## PROVIDED TEXT
--- START ---
= Dree Festival =

Indian religious and agricultural festival

The Apatanis who inhabit a tranquil pine clad valley called Ziro at the core of Lower Subansiri District of Arunachal Pradesh, are famous for their unique practice of wet rice cultivation. They are also known for their sustainable agricultural practices and the agricultural cycles govern their everyday lives. The agricultural festival of Dree is the highlight in this cycle.

== Mythological aspects ==
In the beginning, humans wandered around foraging for food. It was Anii Donii and Abba Liibo who began cultivation in the fertile lands of IIpyo supuñ. Thus Anii Donii was the first human to start a settled life while Abba Liibo was the first to start cultivation.

With the first batch of spades – Turú dipe and the first batch of machetes – Tiigyó ilyo', bushes and vegetations were cleared from large tracts of land. Invoking the winds from the north and the south, the leavings were burnt. Next, the soil was prepared for sowing.

Plots of agriculture were ready, but no paddy seeds were available. So, the search for the seeds begun. In the process, Anii Donii and Abba Lwbo reached Murtú Lembyañ from where they obtained the seeds of pyapiñ and pyare varieties of paddy along with the seeds of cucumber and corns from Murtú Yariñ. Something was still lacking and the search continued. When Anẁ̀ Donw and Abba Liibo looked into the stomach of the wild rats it was full of grasses and herbs while that of the wild boar was full of salyó and sankhe'. However, it was in the stomach of the dilyañ kubu – the field rat that they found the seeds of empu and elañ varieties of paddy. They trailed the field rat with the help of a dog and finally located the source of the seeds. At a place called Hirii Lyandiñ, the paddy seeds were found stuck high above on the branches of Hirii Tanguñ tree, along with tayú and tagyá – varieties of bees. Thus, the empú and elañ were obtained from Hirii Anii.

All the varieties of paddy – pyapiñ and pyare, obtained from Murtu as well as empu and elañ, obtained from Hirii were originally obtained from Hintii Anii.
--- END ---
## ENTRIES PROVIDED
--- START ---
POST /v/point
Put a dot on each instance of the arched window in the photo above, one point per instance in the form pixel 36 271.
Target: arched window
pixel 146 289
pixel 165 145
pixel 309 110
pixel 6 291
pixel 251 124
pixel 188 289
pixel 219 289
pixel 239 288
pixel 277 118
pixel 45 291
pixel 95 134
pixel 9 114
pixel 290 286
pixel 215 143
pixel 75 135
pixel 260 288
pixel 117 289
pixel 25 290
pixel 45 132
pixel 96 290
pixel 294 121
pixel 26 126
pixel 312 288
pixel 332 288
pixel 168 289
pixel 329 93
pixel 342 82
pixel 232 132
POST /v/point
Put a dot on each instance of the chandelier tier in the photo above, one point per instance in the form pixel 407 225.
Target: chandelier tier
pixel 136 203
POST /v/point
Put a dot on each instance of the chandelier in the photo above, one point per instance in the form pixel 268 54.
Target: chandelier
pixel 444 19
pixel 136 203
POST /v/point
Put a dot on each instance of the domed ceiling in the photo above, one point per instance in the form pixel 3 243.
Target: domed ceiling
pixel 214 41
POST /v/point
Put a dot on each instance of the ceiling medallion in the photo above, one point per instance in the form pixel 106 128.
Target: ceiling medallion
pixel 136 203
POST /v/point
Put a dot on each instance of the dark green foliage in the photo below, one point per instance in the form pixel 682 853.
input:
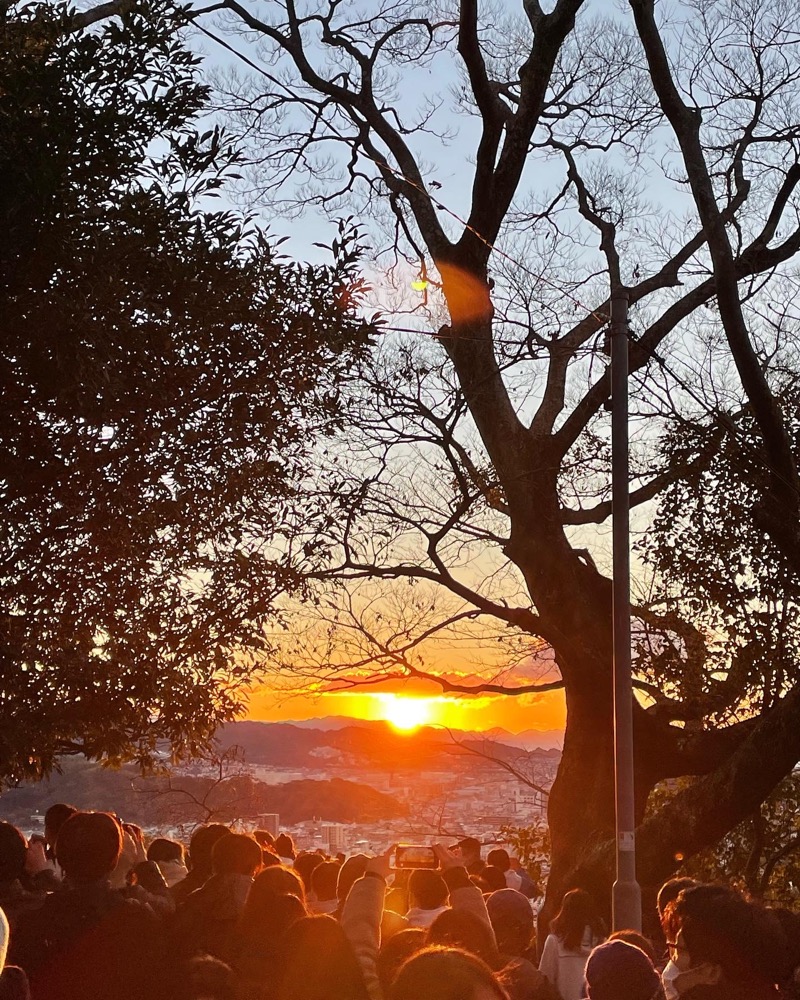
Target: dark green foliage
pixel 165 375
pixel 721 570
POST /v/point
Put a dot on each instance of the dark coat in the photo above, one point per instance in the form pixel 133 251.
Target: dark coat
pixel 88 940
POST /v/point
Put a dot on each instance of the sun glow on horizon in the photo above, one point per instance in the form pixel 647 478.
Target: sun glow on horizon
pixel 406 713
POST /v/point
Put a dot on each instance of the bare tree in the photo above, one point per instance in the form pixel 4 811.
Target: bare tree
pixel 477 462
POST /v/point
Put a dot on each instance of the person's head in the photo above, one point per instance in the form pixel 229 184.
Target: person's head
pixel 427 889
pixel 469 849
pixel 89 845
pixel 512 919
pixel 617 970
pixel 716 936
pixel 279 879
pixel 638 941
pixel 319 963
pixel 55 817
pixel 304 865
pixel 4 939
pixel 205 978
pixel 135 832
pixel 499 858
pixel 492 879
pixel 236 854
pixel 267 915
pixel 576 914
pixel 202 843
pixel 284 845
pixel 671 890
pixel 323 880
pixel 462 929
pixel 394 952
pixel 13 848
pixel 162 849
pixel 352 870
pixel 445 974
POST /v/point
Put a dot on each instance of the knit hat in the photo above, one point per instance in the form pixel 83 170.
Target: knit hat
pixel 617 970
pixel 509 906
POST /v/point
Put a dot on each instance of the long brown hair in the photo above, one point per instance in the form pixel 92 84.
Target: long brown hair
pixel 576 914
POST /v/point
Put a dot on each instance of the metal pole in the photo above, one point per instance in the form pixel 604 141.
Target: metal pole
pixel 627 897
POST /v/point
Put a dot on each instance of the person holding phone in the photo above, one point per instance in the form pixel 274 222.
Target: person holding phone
--- END ---
## WORK ORDER A
Reproduce the part of the Dree Festival text starting with "With the first" and going on through "prepared for sowing.".
## WORK ORDER B
Answer these questions using the Dree Festival text:
(i) In which district is the Ziro valley located?
(ii) According to the mythology section, who was the first to start cultivation?
(iii) In the stomach of which animal were the seeds of the empu and elañ varieties of paddy found?
## WORK ORDER C
Continue the Dree Festival text from where it stops.
The data has no connection to the text about the Dree Festival.

## RESPONSE BOX A
With the first batch of spades – Turú dipe and the first batch of machetes – Tiigyó ilyo', bushes and vegetations were cleared from large tracts of land. Invoking the winds from the north and the south, the leavings were burnt. Next, the soil was prepared for sowing.

## RESPONSE BOX B
(i) Lower Subansiri District of Arunachal Pradesh
(ii) Abba Liibo
(iii) The field rat (dilyañ kubu)

## RESPONSE BOX C
When Anii Donii and Abba Liibo set out to sow the seeds in IIpyo Supuñ, rains and storms came to disturb them. They overcame them, equipped with baskets of taser and rain guards of tarpì. Then, Anii Donii and Abba Lwbo were constantly disturbed in their cultivation works and their life made miserable by a demon named Pyokuñ Pembò Pyoyi Tadù. This demon was finally eliminated with great efforts but their struggle was far from over. From the stomach of Pyokuñ Pembò Pyoyi Tadù emerged swarms of insects, pests and rice eating birds. They attacked the crops in the fields which led to poor harvest, and subsequent hunger and famines.

It was in order to counter the menace of insects, pests and diseases, and to alleviate the impending hunger and famines that a series of rituals were observed in the month of Dree. Achí Kharii or Dulu Talañ Myama Pwkha was the first priest, who was assisted by a committee called the Dree Pontañ. This committee consisted of Huli Gorì Hula Gora – the village committee, Huní Mitur Huna Mikiñ - the learned and wise village elders, Kharii Khatii - the high priests and Gwtú Gwra - the general public. They collected voluntary donations from every household to meet the requirements of the Dree rituals.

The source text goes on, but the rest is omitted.